[WHAT THIS EXERCISE ASKS]
a - Copy the stretch of the passage on Gerald Ford and affirmative action from "Perhaps most importantly?" through "as never before." without changing a word.
b - Summarize the passage on Gerald Ford and affirmative action in two sentences.

GERALD FORD had been dead for just a day when the University of Michigan issued its official statement of mourning. President Mary Sue Coleman used the occasion not only to lament the loss of the man who is her school's best-known alumnus, but also to score an ideological point: "In recent years, and perhaps most importantly, President Ford was outspoken in his support for our diversity programs through our defense of affirmative action to the Supreme Court."

Perhaps most importantly? The University of Michigan is home to the Gerald R. Ford School of Public Policy and the Gerald R. Ford Presidential Library. But, in the mind of Coleman, these permanent presences pale in comparison with Ford's endorsement of racial preferences. Or perhaps she simply wanted to exploit the news of Ford's death to continue fighting what suddenly has become a losing battle for Ann Arbor's bean counters.

The university's defeat, coming at the hands of voters who overwhelmingly approved the Michigan Civil Rights Initiative in November, represents an astonishing victory for conservatives. It's a success story that upends the conventional wisdom of just three years ago, when it looked like racial preferences would survive far into the future. Today they are in jeopardy as never before.

By the end of the 1990s, opponents of racial preferences were on a roll. Inspired by Ward Connerly, voters in California and Washington passed ballot initiatives banning the consideration of race in public contracting, employment, and education. Judges were increasingly inclined to restrict the government's use of preferences, and federal rulings essentially eliminated them at the University of Texas and the University of Georgia. When the Supreme Court agreed to consider a pair of cases involving the University of Michigan, conservatives were hopeful that the justices would deliver a death blow.

[GIVEN RECORDS]

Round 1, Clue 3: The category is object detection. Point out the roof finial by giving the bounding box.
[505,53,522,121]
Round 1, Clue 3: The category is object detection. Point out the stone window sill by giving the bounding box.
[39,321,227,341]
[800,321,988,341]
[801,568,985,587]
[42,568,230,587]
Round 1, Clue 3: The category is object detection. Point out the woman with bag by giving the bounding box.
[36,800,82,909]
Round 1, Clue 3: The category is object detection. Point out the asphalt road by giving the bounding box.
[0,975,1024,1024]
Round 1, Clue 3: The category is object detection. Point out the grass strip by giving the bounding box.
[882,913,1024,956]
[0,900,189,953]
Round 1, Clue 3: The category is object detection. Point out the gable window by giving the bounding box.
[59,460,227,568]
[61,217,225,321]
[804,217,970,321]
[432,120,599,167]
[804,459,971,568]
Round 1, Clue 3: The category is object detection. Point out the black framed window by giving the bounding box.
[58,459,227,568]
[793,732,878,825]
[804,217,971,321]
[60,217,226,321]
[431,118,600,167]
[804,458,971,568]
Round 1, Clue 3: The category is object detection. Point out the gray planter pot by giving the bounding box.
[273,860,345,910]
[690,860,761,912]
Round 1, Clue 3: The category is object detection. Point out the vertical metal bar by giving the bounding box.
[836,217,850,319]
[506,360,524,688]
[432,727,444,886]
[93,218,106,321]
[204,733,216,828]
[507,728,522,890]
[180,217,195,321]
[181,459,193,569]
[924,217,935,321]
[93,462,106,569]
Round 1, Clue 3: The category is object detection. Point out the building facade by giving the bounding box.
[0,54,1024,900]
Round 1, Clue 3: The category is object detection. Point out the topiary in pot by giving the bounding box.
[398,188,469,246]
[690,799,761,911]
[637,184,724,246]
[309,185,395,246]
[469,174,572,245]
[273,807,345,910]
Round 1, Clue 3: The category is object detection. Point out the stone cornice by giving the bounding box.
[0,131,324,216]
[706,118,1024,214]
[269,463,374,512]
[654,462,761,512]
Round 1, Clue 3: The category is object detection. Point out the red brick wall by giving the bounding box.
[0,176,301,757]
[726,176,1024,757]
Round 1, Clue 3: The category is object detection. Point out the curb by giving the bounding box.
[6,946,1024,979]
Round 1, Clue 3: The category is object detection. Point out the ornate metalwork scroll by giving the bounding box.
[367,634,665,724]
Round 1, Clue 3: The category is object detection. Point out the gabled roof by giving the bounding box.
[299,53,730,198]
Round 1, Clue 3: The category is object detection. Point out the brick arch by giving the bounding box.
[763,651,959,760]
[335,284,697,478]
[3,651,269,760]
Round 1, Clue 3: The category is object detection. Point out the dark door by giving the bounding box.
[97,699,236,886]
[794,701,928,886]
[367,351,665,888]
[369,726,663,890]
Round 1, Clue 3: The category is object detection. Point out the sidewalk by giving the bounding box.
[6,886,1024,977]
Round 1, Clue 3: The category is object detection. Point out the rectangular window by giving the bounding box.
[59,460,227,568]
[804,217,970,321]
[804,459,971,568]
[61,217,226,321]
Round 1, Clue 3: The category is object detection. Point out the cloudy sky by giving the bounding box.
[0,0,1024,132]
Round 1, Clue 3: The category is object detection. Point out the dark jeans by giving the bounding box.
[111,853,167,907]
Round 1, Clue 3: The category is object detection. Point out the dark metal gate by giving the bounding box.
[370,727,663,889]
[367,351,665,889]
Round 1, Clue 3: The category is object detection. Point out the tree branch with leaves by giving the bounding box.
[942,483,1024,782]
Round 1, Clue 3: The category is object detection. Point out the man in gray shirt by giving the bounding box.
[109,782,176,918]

[EXPECTED OUTPUTS]
a -
Perhaps most importantly? The University of Michigan is home to the Gerald R. Ford School of Public Policy and the Gerald R. Ford Presidential Library. But, in the mind of Coleman, these permanent presences pale in comparison with Ford's endorsement of racial preferences. Or perhaps she simply wanted to exploit the news of Ford's death to continue fighting what suddenly has become a losing battle for Ann Arbor's bean counters.

The university's defeat, coming at the hands of voters who overwhelmingly approved the Michigan Civil Rights Initiative in November, represents an astonishing victory for conservatives. It's a success story that upends the conventional wisdom of just three years ago, when it looked like racial preferences would survive far into the future. Today they are in jeopardy as never before.

b - A day after Gerald Ford died, University of Michigan President Mary Sue Coleman's statement of mourning praised his support for the school's defense of affirmative action before the Supreme Court, possibly to exploit his death in what has become a losing battle. Michigan voters' approval of the Michigan Civil Rights Initiative in November gave conservatives an astonishing victory, upending the view of three years earlier that racial preferences would survive far into the future.